RECORDS TO PROCESS:
--------------------------------

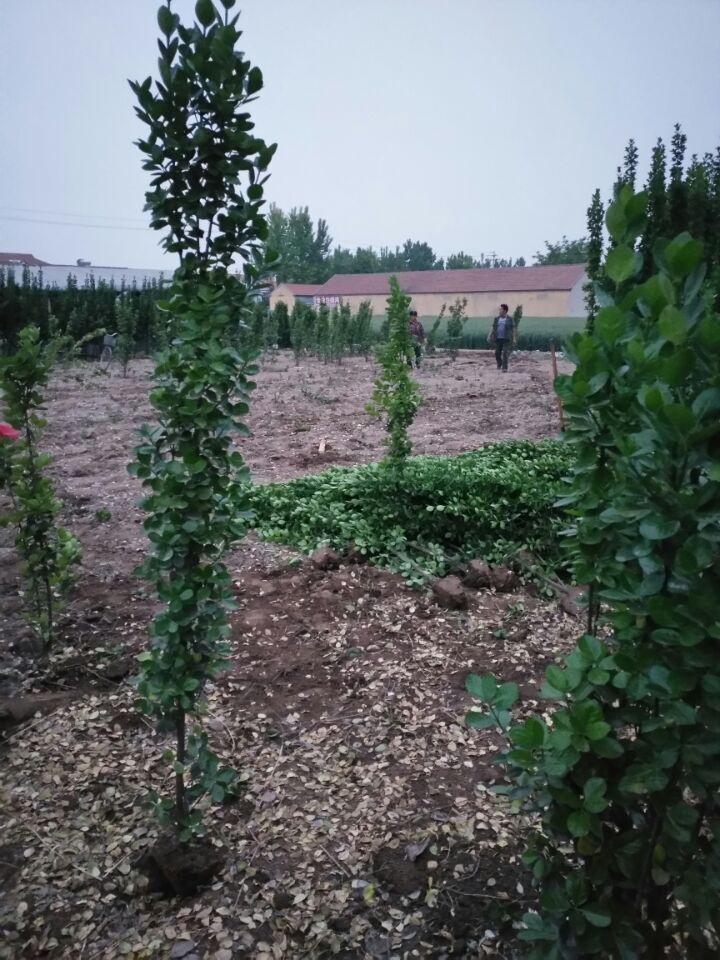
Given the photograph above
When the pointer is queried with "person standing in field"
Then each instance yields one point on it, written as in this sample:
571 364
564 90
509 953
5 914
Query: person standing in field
502 335
417 336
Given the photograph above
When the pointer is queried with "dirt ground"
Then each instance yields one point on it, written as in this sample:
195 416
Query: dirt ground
368 828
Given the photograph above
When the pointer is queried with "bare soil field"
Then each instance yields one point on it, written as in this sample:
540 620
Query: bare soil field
368 827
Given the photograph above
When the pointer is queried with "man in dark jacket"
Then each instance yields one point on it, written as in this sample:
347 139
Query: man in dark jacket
503 336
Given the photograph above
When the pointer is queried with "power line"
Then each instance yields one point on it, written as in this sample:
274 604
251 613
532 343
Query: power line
66 223
83 216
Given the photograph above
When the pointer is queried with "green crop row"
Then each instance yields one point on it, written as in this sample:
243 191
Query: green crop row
494 502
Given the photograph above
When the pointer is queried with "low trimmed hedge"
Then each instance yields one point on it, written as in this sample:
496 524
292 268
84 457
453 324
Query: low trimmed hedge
493 502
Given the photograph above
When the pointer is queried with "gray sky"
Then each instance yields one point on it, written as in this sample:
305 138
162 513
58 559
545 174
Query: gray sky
472 124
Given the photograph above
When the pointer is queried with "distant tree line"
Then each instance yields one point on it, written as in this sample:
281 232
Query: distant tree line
307 255
683 196
78 309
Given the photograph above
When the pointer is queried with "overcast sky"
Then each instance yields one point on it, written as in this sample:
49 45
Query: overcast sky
481 125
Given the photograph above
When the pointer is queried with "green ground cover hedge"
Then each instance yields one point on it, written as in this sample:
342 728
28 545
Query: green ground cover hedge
493 502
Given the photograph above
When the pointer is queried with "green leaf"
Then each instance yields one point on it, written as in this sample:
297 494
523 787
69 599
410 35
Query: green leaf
607 748
594 798
622 262
682 255
671 325
657 527
166 20
596 915
597 730
610 324
530 734
205 12
578 823
616 221
707 402
680 416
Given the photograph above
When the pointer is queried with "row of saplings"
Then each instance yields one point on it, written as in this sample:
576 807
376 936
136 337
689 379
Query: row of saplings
624 775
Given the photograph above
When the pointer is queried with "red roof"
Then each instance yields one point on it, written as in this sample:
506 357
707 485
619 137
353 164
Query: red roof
480 280
21 259
302 289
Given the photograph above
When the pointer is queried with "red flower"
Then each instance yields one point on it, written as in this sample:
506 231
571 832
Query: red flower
10 433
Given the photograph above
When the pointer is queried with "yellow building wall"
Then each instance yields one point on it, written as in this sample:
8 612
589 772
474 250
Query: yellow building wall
546 303
282 292
535 303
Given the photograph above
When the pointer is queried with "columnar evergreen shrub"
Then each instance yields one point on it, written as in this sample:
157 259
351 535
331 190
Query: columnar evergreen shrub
624 775
362 333
49 553
455 324
322 333
282 324
595 221
126 326
433 334
208 168
395 396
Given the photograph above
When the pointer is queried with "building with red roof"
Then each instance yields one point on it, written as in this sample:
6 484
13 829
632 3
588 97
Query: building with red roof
543 291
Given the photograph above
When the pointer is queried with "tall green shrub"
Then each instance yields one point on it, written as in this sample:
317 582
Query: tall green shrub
362 336
282 323
595 220
208 168
395 396
126 326
49 553
625 773
455 324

--------------------------------

PROBLEM DETAILS: Omitting all images, print the listing exactly.

THE RESULT:
Given the photograph above
When the pointer is queried with "person standing in field"
Then each instance yields one point on it, written as in this sample:
571 364
564 90
509 953
5 914
Query: person standing in field
502 335
417 336
Given the photograph above
When the pointer is queried with "dirt ground"
Then each instance yields one point on it, written as in this sample:
195 416
Query: dirt ground
368 828
Given the photograph above
When the pointer is queried with "bare soil field"
Then each instance yields one point on it, written as in this sample:
540 620
Query: bare soil field
368 827
Given the photograph above
When the pointer is queried with "man in dark jacket"
Then each instance yields one point on it, written as in this sample:
347 139
Query: man in dark jacket
503 336
Given the photograph above
When the pointer is queried with "power line"
Then each instance yields one point on it, written as in this sample:
274 604
251 613
532 343
Query: power line
66 223
83 216
Given the photograph above
When the pointer is queried with "green crop row"
Then each instance yields one point on it, written as in this sample:
243 191
Query: green crop row
494 502
Given the photograph above
When the pointer is queried with "low trimmed hedge"
Then each instance yields one point on it, written as in this sample:
496 524
292 268
84 457
453 324
Query: low trimmed hedge
493 502
Given the photograph above
When the pointer is queried with "gray sky"
Then each instance yields one point on it, written as in this sample:
305 138
162 513
58 559
545 174
Query: gray sky
472 124
Given the photograph above
When the pointer is queried with "distant tree line"
Then each instance yields one point on it, written as in this sample:
281 232
Query: distant tree line
307 255
683 196
78 309
Given the photograph above
When the pointer is queried with "overcast sky"
Then each instance yields one point on it, written as in this sample:
49 45
Query: overcast sky
481 125
Given the photograph above
When the pointer is queried with "green ground cover hedge"
Then each instance yields one point on it, written as in this sample:
342 728
28 545
Query: green ground cover hedge
493 502
Given the photograph above
When the pointer is queried with "green leaf"
Then each instance yields one point on it, written as in this sample:
297 494
523 787
69 599
410 35
Query: green leaf
607 748
594 798
622 262
682 255
671 325
657 527
166 20
596 915
597 730
610 324
530 734
205 12
578 823
616 221
707 402
680 416
Given the photograph above
When the pointer is queried with "row of saplings"
Then each instance yields one point on it, written as in this sample:
576 807
376 936
136 337
689 379
Query: row of saplings
624 775
Given the photograph above
When the pointer is queried with "red roof"
Then each instance yields one point on it, written as in this sample:
506 357
707 485
619 137
353 164
Query: red roof
480 280
21 259
302 289
Given the photograph above
When the pointer is queried with "red flower"
Then each instance yields one point on it, written as in this sample:
506 231
571 832
Query: red flower
10 433
Given the photograph above
When the pointer is queried with "yellow building wall"
Then each instance yields one point on it, written as in this sample:
8 612
589 772
474 250
Query: yellow building wall
546 303
282 292
535 303
Given the photograph above
When the pointer is queried with "columnar evergreen shrub"
Then each instance yields one point on it, written as in this sample:
157 259
351 535
331 190
Query: columnar evergreen shrub
624 775
362 333
49 553
455 324
322 333
282 324
595 221
126 326
433 334
208 168
395 396
Given the photograph above
When the pointer is queried with "building with red roof"
Then each instance yields one point on it, written as in this sample:
6 484
13 829
632 3
588 97
Query: building with red roof
543 291
Given the photograph above
When the pointer is queried with "tall green shrub"
Then each instance yields one point on it, written as in this sample:
317 582
Query: tall green shrub
362 336
282 323
595 220
208 168
395 396
126 326
49 553
625 773
455 324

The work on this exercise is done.